* **EXERCISE REQUIREMENTS**
Both the line containing "Annotation task — locate each instance of the frosting peak" and the last line of the listing are included: write out exactly the lines from one to the other.
..............................
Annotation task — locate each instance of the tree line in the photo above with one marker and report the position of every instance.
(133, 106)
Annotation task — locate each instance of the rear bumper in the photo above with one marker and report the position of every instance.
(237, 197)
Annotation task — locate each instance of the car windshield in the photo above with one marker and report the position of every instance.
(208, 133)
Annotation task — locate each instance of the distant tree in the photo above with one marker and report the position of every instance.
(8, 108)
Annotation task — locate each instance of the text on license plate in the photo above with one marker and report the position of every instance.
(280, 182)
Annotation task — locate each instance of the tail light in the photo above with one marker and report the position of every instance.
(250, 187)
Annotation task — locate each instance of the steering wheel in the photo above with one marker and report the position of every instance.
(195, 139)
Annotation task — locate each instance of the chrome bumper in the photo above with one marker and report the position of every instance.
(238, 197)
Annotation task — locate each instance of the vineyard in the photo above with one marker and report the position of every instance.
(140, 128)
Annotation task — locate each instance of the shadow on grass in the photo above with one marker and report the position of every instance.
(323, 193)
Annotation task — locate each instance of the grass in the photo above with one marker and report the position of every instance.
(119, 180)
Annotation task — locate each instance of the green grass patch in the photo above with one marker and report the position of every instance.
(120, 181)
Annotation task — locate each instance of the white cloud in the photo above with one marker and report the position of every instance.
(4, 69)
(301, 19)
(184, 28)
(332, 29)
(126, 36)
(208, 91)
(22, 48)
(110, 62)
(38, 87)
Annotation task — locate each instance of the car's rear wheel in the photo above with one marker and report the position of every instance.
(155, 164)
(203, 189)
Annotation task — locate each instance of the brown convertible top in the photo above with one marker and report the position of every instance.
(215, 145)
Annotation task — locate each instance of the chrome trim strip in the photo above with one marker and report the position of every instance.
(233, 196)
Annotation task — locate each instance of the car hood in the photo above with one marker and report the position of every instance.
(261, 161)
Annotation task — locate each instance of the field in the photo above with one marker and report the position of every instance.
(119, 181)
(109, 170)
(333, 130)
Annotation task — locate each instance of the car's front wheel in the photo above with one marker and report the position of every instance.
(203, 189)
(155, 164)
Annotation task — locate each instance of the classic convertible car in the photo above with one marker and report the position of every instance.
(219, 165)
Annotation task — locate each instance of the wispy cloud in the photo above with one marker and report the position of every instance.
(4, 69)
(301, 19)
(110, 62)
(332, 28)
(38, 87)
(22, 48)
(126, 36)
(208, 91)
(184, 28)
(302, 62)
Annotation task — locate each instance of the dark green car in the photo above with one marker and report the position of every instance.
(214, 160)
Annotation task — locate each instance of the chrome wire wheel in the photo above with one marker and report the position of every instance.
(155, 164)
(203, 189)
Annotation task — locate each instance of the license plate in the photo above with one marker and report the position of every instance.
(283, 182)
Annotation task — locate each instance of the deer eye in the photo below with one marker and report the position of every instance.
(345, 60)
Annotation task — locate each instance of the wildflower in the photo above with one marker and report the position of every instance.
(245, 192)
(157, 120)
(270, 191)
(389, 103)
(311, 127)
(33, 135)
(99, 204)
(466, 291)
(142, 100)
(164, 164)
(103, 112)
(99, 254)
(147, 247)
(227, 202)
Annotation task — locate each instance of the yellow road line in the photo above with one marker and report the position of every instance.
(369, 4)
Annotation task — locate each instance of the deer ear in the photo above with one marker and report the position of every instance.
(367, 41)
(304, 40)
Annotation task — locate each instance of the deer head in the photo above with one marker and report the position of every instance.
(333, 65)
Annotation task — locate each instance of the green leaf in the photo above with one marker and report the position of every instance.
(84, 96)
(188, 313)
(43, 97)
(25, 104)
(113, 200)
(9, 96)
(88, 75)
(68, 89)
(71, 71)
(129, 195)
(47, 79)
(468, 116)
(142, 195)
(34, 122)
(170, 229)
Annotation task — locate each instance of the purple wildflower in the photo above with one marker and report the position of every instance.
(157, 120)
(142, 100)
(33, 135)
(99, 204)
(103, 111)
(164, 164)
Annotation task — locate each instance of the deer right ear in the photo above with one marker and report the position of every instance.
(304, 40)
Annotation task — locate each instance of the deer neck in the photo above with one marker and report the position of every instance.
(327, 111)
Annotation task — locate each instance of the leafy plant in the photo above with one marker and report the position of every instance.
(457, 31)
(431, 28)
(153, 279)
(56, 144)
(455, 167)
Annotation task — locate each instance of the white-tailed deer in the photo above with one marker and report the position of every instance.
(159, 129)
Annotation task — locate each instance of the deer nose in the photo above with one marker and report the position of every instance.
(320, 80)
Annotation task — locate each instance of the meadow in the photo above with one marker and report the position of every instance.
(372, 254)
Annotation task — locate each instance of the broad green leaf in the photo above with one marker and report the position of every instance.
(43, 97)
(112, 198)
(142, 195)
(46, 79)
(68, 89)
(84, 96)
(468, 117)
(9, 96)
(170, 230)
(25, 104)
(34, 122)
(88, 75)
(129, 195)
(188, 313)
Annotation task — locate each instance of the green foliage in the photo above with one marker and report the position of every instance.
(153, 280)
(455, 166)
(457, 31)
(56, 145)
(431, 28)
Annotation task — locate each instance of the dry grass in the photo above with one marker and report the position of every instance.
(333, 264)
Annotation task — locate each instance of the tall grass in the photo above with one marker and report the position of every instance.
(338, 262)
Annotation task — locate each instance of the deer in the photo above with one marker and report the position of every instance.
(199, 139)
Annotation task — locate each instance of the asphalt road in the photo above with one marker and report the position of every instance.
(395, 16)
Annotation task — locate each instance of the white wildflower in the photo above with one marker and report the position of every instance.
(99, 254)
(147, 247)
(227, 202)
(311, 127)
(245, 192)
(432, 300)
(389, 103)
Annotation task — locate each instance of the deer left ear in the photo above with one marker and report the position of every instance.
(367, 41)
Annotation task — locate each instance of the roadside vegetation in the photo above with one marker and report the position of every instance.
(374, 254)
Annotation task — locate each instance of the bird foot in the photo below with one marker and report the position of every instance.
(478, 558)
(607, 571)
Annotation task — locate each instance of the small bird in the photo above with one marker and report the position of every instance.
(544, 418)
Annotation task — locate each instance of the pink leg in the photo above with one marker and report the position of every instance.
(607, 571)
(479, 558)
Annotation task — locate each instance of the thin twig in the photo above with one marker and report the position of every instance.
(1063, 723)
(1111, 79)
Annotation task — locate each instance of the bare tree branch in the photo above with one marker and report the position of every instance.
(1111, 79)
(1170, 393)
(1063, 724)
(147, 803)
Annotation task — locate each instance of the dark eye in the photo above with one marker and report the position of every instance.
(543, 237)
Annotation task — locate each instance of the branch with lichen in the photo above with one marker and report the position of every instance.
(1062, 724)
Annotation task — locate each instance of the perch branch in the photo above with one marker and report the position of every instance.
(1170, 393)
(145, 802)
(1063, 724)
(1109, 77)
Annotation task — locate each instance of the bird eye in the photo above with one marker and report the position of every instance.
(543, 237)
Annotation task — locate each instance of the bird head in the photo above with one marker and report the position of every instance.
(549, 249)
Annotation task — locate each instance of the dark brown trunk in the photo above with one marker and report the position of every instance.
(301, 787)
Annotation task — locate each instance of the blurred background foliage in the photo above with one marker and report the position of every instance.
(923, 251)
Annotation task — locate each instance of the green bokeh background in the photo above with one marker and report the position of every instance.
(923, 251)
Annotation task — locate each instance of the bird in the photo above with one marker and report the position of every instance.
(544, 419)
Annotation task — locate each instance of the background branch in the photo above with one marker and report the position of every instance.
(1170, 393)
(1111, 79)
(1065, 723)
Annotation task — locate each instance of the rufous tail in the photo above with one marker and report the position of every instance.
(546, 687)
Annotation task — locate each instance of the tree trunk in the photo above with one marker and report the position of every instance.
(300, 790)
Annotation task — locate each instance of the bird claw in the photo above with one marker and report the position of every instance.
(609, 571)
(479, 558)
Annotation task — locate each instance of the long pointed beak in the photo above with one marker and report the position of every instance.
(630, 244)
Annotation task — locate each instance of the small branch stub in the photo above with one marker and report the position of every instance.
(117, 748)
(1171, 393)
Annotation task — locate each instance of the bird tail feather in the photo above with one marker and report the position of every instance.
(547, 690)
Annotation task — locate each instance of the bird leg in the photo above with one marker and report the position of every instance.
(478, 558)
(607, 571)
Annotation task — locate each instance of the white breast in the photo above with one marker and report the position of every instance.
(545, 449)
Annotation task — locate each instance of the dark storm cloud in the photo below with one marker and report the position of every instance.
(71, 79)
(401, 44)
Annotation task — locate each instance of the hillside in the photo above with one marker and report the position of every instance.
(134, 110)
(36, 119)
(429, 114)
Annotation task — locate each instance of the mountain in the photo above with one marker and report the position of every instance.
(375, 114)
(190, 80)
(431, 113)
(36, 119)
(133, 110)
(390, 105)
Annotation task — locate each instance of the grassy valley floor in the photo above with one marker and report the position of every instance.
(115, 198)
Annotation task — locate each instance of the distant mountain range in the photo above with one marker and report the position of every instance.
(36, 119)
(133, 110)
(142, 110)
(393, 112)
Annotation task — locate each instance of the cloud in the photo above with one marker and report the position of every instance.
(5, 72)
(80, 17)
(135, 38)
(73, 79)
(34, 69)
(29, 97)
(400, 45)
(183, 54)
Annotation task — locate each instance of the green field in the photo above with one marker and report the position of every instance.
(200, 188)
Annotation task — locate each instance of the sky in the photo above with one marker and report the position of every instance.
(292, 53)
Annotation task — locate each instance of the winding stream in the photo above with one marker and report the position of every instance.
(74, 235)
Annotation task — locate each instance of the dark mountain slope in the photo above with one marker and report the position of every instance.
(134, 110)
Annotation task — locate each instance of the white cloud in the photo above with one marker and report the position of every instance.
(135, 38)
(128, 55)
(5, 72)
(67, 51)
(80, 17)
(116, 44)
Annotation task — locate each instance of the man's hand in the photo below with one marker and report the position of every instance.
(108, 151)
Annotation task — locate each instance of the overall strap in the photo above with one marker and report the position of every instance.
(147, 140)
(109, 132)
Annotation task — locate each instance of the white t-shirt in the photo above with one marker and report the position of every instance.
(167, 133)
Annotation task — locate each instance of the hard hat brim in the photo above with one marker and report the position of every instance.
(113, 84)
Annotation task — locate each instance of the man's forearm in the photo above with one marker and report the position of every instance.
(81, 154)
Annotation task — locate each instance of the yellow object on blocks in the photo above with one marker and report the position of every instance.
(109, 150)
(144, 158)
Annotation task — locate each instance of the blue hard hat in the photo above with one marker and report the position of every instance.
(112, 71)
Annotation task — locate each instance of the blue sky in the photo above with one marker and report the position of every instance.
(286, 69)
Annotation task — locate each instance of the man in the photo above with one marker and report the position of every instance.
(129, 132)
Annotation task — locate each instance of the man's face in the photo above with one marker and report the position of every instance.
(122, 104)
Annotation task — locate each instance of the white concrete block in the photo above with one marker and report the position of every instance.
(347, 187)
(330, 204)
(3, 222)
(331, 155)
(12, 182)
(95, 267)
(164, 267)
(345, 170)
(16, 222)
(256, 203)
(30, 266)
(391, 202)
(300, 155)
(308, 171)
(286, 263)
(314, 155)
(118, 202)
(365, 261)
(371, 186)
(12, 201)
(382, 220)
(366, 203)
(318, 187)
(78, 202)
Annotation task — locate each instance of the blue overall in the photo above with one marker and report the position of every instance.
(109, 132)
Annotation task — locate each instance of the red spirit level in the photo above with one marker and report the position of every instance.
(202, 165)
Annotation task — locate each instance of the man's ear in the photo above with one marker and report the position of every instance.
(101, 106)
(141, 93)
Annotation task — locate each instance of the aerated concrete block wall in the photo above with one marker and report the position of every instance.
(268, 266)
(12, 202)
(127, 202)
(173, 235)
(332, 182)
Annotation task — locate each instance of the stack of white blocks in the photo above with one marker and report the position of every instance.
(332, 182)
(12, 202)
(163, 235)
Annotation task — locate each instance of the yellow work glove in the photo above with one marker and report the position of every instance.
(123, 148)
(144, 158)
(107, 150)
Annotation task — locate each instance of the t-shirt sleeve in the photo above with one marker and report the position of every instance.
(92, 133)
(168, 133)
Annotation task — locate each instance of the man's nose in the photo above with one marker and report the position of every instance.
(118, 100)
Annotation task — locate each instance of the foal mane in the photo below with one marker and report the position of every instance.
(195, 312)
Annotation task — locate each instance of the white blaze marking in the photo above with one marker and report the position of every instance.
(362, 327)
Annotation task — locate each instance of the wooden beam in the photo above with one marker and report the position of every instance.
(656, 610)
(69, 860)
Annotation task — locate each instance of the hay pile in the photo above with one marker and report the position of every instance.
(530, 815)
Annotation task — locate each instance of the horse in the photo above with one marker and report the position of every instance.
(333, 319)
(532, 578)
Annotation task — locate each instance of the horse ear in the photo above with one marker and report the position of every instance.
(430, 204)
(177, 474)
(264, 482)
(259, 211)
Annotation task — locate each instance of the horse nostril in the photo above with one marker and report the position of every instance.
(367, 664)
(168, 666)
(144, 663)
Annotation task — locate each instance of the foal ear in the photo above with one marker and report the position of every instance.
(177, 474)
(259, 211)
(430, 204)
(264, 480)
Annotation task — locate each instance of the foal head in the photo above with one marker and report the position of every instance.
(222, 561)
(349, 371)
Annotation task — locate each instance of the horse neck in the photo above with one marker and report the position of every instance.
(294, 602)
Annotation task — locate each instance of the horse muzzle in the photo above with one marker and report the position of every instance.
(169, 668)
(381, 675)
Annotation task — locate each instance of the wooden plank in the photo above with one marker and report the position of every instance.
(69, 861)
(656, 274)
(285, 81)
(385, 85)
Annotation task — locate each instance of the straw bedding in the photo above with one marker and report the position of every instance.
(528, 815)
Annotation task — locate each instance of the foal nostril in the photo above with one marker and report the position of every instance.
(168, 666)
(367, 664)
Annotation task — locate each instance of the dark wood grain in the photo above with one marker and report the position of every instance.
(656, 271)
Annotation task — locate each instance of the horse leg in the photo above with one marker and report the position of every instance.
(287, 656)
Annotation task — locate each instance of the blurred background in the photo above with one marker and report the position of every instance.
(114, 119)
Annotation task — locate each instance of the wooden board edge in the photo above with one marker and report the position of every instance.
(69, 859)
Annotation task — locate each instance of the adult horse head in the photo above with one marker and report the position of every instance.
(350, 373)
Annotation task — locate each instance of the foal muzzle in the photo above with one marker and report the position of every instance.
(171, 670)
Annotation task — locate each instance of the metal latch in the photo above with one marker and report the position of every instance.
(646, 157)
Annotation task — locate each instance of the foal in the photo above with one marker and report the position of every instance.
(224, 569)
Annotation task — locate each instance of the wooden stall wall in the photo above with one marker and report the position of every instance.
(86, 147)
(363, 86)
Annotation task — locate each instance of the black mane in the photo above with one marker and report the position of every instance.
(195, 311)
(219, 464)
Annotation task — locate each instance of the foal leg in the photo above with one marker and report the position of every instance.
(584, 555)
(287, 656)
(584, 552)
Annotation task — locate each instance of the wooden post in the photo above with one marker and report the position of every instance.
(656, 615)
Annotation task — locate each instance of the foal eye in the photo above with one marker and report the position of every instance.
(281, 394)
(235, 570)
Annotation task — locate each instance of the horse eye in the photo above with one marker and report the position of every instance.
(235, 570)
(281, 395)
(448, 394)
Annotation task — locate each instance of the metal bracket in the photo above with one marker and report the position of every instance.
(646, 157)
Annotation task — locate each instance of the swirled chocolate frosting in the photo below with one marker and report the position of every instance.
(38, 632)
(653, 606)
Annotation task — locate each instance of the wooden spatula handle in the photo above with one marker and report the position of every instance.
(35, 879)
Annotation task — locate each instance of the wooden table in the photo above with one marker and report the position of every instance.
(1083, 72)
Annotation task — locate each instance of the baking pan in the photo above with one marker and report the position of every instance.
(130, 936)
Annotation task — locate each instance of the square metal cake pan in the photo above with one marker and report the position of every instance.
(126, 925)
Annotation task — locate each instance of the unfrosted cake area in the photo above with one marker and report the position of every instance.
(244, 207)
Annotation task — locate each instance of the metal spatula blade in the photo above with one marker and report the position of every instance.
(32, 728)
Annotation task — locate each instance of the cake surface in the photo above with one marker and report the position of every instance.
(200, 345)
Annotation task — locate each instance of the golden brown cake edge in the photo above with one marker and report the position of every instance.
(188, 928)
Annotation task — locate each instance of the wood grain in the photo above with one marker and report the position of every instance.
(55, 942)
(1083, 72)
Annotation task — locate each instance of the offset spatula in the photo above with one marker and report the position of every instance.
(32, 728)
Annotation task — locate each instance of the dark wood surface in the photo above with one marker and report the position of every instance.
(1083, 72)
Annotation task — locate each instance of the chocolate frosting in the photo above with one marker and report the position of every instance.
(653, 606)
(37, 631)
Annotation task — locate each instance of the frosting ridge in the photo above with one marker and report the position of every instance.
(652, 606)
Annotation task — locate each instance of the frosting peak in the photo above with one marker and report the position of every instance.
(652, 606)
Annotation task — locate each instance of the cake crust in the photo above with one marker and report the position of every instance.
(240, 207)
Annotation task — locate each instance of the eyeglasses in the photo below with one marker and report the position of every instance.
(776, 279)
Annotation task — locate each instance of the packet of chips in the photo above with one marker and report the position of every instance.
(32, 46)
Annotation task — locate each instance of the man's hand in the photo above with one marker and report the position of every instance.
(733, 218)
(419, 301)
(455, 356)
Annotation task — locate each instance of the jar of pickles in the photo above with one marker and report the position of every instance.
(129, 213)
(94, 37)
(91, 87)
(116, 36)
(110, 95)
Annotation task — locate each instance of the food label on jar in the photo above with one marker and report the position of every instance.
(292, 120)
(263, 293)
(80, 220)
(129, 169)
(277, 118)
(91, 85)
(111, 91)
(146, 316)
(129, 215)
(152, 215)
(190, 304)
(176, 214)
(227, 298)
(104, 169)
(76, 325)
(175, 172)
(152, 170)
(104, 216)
..............................
* **TASK SOLUTION**
Annotation task — locate each instance of the frosting peak in the photo above with one marker and report the position of every instance.
(652, 606)
Annotation task — locate each instance of the cake crust in the photo above with one marker and report the position of every instance.
(240, 207)
Annotation task — locate each instance of the eyeglasses in the photo below with one marker and report the position of every instance.
(776, 279)
Annotation task — locate each instance of the packet of chips in the photo above with one marker and report the position of every instance.
(32, 46)
Annotation task — locate each instance of the man's hand in the photo above with one marker and report the position of every instance.
(733, 218)
(419, 301)
(455, 356)
Annotation task — locate each instance of the jar of pickles in the photo above with one marker and report the position of every instance.
(129, 213)
(94, 37)
(91, 87)
(116, 36)
(110, 95)
Annotation task — locate each instance of the food label on jar in the photo above with one marker and report the position of every instance.
(292, 120)
(263, 293)
(80, 220)
(129, 169)
(277, 118)
(91, 85)
(111, 91)
(146, 316)
(129, 215)
(152, 215)
(190, 304)
(176, 214)
(227, 298)
(104, 169)
(76, 325)
(175, 172)
(152, 170)
(104, 216)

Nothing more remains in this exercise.